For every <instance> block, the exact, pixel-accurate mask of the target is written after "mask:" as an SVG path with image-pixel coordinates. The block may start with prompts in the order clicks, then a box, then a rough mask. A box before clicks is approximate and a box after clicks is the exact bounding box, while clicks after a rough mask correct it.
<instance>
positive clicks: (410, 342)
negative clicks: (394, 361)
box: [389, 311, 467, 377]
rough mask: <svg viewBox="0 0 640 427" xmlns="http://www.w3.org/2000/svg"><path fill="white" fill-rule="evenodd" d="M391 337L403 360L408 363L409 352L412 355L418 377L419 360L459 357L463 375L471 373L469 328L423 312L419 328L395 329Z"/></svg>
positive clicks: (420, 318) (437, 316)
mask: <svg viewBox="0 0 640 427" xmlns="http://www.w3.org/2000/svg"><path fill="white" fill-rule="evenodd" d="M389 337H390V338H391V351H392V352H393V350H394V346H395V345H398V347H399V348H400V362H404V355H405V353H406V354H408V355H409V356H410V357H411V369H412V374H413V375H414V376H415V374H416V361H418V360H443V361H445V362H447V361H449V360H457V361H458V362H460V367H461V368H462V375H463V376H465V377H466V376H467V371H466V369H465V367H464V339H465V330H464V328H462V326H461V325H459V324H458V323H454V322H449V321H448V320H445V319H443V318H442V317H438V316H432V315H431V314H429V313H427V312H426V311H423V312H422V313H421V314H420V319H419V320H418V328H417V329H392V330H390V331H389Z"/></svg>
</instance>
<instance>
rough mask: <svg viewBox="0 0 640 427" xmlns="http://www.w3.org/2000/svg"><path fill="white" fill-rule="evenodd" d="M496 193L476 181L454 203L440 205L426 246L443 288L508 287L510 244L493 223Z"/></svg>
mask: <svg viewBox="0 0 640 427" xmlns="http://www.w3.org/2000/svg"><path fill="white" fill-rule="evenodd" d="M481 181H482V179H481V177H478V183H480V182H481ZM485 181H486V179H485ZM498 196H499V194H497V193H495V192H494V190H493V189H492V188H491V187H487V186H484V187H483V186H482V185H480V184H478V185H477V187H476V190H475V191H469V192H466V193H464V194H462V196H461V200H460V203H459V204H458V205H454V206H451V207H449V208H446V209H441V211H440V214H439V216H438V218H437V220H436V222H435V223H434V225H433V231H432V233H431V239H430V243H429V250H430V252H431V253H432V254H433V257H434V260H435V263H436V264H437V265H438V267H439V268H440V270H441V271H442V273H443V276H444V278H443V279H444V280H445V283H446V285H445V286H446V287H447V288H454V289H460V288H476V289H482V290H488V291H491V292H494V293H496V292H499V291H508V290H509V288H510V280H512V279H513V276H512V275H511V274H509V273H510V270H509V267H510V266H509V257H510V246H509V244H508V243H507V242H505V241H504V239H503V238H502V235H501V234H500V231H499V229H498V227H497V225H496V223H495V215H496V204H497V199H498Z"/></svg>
──────
Problem details:
Can you rewrite the stretch from the start of the material through the line containing "box: [389, 311, 467, 377]" as a numbered list, leaving out any blank lines?

Result of this exercise:
1. For every <instance> block, the exact, pixel-accurate mask of the target is written after "mask:" as an SVG path with image-pixel coordinates. The block may start with prompts in the order clicks, then a box, then a rough mask. A box before clicks is approximate and a box after clicks is the exact bounding box, while clicks after a rough mask correct it.
2. <instance>
3. positive clicks: (410, 342)
4. negative clicks: (394, 361)
5. box: [389, 311, 467, 377]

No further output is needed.